A run of rows:
start
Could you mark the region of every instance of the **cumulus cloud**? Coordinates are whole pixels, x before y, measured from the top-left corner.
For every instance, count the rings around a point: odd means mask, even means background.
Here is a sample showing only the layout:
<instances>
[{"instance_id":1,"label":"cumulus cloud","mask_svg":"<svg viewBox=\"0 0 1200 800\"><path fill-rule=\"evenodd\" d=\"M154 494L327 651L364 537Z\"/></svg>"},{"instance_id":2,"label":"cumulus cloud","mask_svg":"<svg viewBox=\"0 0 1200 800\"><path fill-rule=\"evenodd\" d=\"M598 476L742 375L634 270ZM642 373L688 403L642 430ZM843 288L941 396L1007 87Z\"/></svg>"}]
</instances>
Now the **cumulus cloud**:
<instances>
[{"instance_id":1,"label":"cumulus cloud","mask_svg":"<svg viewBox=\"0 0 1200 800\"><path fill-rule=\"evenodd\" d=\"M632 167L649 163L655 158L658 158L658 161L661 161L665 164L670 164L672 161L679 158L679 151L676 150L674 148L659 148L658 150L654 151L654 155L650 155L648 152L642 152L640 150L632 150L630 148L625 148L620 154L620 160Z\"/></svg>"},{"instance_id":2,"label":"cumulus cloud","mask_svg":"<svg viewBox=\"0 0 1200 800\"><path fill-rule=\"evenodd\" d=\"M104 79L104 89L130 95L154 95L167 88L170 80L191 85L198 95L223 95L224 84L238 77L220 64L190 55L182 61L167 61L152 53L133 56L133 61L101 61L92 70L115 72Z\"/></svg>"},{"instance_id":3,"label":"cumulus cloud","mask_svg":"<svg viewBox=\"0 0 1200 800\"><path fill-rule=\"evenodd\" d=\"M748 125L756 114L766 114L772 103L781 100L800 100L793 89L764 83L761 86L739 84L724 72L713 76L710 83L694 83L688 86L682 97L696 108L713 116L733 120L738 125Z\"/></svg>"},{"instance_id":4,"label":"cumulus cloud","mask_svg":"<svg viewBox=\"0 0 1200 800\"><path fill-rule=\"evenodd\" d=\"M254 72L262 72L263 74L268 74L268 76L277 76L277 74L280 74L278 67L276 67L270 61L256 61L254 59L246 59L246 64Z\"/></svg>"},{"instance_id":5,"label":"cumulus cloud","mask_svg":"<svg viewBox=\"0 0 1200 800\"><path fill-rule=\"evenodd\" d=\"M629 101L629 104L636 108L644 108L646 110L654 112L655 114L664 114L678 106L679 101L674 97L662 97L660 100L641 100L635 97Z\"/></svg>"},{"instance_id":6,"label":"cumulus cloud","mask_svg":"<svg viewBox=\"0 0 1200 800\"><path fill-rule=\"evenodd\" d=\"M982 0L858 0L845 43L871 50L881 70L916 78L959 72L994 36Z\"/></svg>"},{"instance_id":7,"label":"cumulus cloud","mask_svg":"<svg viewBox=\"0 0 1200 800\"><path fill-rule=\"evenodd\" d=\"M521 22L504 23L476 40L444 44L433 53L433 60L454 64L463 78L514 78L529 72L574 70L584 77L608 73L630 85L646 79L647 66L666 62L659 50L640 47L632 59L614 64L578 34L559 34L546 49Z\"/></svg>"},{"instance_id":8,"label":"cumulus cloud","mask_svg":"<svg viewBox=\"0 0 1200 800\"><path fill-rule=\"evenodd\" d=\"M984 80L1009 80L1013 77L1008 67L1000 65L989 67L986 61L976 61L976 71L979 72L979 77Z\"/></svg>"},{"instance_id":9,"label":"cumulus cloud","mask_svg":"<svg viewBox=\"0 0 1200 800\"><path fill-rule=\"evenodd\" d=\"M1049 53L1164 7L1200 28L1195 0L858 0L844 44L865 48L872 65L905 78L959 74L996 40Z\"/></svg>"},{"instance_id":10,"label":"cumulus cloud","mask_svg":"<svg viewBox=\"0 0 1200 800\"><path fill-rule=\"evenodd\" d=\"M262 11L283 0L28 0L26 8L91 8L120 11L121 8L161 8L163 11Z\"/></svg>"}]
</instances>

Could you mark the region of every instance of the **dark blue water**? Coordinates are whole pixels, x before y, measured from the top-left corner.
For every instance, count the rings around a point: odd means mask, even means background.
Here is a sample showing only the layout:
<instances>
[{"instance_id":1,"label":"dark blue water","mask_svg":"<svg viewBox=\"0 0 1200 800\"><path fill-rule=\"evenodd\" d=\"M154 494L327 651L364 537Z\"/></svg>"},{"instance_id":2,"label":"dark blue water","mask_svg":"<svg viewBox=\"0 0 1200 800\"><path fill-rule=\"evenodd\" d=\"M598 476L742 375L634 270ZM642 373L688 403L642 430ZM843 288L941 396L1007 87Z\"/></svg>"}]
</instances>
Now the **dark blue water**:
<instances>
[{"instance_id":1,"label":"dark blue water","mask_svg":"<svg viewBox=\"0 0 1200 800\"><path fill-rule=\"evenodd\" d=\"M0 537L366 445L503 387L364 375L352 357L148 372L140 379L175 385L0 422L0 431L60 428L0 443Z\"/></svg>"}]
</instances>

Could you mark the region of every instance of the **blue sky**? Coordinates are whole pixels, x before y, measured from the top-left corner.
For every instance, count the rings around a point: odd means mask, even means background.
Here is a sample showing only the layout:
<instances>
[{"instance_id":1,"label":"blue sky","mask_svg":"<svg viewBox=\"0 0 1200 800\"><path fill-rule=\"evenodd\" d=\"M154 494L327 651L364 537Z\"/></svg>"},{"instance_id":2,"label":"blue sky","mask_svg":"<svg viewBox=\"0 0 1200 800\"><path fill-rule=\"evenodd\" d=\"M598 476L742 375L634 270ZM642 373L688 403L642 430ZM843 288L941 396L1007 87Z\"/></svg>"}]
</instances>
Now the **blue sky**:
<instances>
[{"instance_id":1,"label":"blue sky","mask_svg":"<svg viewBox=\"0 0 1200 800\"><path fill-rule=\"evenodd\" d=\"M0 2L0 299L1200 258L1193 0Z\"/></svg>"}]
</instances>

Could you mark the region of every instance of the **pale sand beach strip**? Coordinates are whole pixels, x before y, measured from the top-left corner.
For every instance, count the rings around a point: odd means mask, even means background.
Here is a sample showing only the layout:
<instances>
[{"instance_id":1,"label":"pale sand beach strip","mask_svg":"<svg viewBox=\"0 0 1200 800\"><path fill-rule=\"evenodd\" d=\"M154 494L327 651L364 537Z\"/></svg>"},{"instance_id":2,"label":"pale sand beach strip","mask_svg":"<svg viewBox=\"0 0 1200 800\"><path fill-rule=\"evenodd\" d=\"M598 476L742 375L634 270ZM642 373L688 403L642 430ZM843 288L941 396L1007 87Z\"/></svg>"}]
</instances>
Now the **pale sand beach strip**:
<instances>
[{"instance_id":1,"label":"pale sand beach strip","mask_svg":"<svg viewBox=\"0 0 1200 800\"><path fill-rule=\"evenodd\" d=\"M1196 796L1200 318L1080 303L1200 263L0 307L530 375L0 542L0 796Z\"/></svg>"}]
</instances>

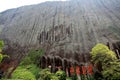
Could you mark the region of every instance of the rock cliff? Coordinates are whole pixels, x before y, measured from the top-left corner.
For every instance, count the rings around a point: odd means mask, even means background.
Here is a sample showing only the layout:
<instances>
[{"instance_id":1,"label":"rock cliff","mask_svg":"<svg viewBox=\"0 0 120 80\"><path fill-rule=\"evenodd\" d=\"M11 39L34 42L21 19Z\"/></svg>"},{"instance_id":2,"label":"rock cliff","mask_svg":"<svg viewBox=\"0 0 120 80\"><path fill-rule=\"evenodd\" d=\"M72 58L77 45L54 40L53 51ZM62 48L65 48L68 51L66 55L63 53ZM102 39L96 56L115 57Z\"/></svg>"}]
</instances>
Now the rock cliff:
<instances>
[{"instance_id":1,"label":"rock cliff","mask_svg":"<svg viewBox=\"0 0 120 80\"><path fill-rule=\"evenodd\" d=\"M1 38L80 59L96 43L120 40L120 0L44 2L0 13ZM78 60L77 59L77 60Z\"/></svg>"}]
</instances>

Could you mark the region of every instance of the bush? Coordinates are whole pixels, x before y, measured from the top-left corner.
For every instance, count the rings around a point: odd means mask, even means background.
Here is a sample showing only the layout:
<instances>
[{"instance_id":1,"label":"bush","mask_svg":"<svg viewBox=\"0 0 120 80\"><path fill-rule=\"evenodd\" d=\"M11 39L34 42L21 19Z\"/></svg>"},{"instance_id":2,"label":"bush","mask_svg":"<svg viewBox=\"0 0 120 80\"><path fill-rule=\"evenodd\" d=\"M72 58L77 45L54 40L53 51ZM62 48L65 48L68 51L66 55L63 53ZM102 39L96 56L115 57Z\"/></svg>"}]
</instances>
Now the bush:
<instances>
[{"instance_id":1,"label":"bush","mask_svg":"<svg viewBox=\"0 0 120 80\"><path fill-rule=\"evenodd\" d=\"M39 78L39 71L40 71L39 67L37 67L34 64L31 64L31 65L28 65L26 69L29 70L36 77L36 79Z\"/></svg>"},{"instance_id":2,"label":"bush","mask_svg":"<svg viewBox=\"0 0 120 80\"><path fill-rule=\"evenodd\" d=\"M27 69L18 67L12 74L12 79L36 80L35 76Z\"/></svg>"},{"instance_id":3,"label":"bush","mask_svg":"<svg viewBox=\"0 0 120 80\"><path fill-rule=\"evenodd\" d=\"M38 80L50 80L52 75L53 74L50 72L50 69L48 69L48 68L42 69L39 72L39 79Z\"/></svg>"},{"instance_id":4,"label":"bush","mask_svg":"<svg viewBox=\"0 0 120 80\"><path fill-rule=\"evenodd\" d=\"M62 70L59 70L55 73L59 80L66 80L66 73Z\"/></svg>"},{"instance_id":5,"label":"bush","mask_svg":"<svg viewBox=\"0 0 120 80\"><path fill-rule=\"evenodd\" d=\"M35 49L31 49L28 52L28 57L30 57L30 59L33 61L34 64L39 65L40 63L40 58L41 56L44 54L44 50L40 49L38 51L36 51Z\"/></svg>"},{"instance_id":6,"label":"bush","mask_svg":"<svg viewBox=\"0 0 120 80\"><path fill-rule=\"evenodd\" d=\"M97 44L91 51L92 62L101 63L105 80L120 80L120 60L116 54L103 44Z\"/></svg>"}]
</instances>

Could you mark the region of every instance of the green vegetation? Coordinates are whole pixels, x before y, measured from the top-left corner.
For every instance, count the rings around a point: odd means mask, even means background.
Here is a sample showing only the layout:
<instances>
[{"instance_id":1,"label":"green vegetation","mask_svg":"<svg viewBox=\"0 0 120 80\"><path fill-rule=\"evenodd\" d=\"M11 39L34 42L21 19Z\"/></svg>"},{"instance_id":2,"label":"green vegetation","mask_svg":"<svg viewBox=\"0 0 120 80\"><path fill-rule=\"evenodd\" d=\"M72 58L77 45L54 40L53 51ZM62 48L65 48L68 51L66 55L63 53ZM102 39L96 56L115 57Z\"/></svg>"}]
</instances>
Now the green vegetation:
<instances>
[{"instance_id":1,"label":"green vegetation","mask_svg":"<svg viewBox=\"0 0 120 80\"><path fill-rule=\"evenodd\" d=\"M51 73L50 69L46 68L40 71L38 80L66 80L66 73L62 70ZM67 80L70 80L70 78L67 78Z\"/></svg>"},{"instance_id":2,"label":"green vegetation","mask_svg":"<svg viewBox=\"0 0 120 80\"><path fill-rule=\"evenodd\" d=\"M101 64L103 78L105 80L120 79L120 60L115 53L104 44L97 44L91 51L92 62ZM102 79L103 80L103 79Z\"/></svg>"},{"instance_id":3,"label":"green vegetation","mask_svg":"<svg viewBox=\"0 0 120 80\"><path fill-rule=\"evenodd\" d=\"M23 79L23 80L36 80L35 75L33 75L26 68L19 66L13 73L12 79Z\"/></svg>"},{"instance_id":4,"label":"green vegetation","mask_svg":"<svg viewBox=\"0 0 120 80\"><path fill-rule=\"evenodd\" d=\"M34 49L28 52L28 55L22 59L19 67L13 73L13 79L37 80L39 78L39 58L43 55L42 49L36 51ZM23 76L23 74L25 76ZM22 77L23 76L23 77ZM29 78L30 76L30 78Z\"/></svg>"},{"instance_id":5,"label":"green vegetation","mask_svg":"<svg viewBox=\"0 0 120 80\"><path fill-rule=\"evenodd\" d=\"M9 57L8 55L2 54L3 47L4 47L4 41L0 40L0 63L2 62L3 58Z\"/></svg>"}]
</instances>

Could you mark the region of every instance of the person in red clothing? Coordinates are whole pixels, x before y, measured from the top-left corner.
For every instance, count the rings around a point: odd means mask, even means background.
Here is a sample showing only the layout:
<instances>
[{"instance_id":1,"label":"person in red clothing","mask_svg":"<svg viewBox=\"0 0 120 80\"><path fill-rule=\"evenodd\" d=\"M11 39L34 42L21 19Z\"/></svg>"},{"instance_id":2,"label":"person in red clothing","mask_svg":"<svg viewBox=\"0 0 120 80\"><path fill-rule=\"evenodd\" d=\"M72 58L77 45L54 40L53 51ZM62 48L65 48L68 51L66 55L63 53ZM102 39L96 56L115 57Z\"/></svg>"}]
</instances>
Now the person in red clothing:
<instances>
[{"instance_id":1,"label":"person in red clothing","mask_svg":"<svg viewBox=\"0 0 120 80\"><path fill-rule=\"evenodd\" d=\"M90 64L90 65L87 67L87 70L88 70L88 74L89 74L89 75L92 75L92 74L93 74L93 66L92 66L92 64Z\"/></svg>"},{"instance_id":2,"label":"person in red clothing","mask_svg":"<svg viewBox=\"0 0 120 80\"><path fill-rule=\"evenodd\" d=\"M87 74L87 69L85 66L82 66L82 74L86 75Z\"/></svg>"}]
</instances>

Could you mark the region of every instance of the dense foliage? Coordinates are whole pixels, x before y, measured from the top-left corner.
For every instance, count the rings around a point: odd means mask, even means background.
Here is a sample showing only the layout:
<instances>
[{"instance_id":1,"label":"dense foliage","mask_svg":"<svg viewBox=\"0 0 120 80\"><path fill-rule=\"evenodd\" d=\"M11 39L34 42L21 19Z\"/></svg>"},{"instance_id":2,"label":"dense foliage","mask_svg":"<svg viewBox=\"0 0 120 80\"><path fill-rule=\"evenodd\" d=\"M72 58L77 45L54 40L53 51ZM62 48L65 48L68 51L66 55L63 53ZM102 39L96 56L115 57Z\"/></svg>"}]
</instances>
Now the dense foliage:
<instances>
[{"instance_id":1,"label":"dense foliage","mask_svg":"<svg viewBox=\"0 0 120 80\"><path fill-rule=\"evenodd\" d=\"M104 44L97 44L91 51L92 62L102 65L102 75L106 80L120 79L120 60L116 54Z\"/></svg>"},{"instance_id":2,"label":"dense foliage","mask_svg":"<svg viewBox=\"0 0 120 80\"><path fill-rule=\"evenodd\" d=\"M57 71L56 73L51 73L50 69L42 69L39 73L39 80L70 80L66 78L66 73L62 70Z\"/></svg>"},{"instance_id":3,"label":"dense foliage","mask_svg":"<svg viewBox=\"0 0 120 80\"><path fill-rule=\"evenodd\" d=\"M25 67L19 66L12 74L12 79L23 79L23 80L36 80L35 75L33 75Z\"/></svg>"}]
</instances>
end
- **Directions**
Could you copy out, unchanged, the part of the rows above that opens with the line containing "Could you mark the region of every instance of the dense" and runs through the end of the rows?

- **Complete response**
Could you mark the region of every instance of the dense foliage? Coordinates are whole pixels, x before y, measured from the top-left corner.
For every instance, count the rings around a point: odd means mask, even means background.
Here is a sample showing only the layout:
<instances>
[{"instance_id":1,"label":"dense foliage","mask_svg":"<svg viewBox=\"0 0 120 80\"><path fill-rule=\"evenodd\" d=\"M11 39L34 42L21 19Z\"/></svg>"},{"instance_id":2,"label":"dense foliage","mask_svg":"<svg viewBox=\"0 0 120 80\"><path fill-rule=\"evenodd\" d=\"M72 58L77 45L54 40L53 51ZM62 48L65 48L68 51L66 55L63 53ZM102 39L96 56L115 57Z\"/></svg>"}]
</instances>
Now the dense foliage:
<instances>
[{"instance_id":1,"label":"dense foliage","mask_svg":"<svg viewBox=\"0 0 120 80\"><path fill-rule=\"evenodd\" d=\"M104 44L97 44L91 51L92 62L102 65L102 75L106 80L120 79L120 60L116 54Z\"/></svg>"},{"instance_id":2,"label":"dense foliage","mask_svg":"<svg viewBox=\"0 0 120 80\"><path fill-rule=\"evenodd\" d=\"M57 71L56 73L51 73L50 69L42 69L39 73L39 80L70 80L66 78L66 73L62 70Z\"/></svg>"},{"instance_id":3,"label":"dense foliage","mask_svg":"<svg viewBox=\"0 0 120 80\"><path fill-rule=\"evenodd\" d=\"M25 67L19 66L12 74L12 79L23 79L23 80L36 80L35 75L33 75Z\"/></svg>"}]
</instances>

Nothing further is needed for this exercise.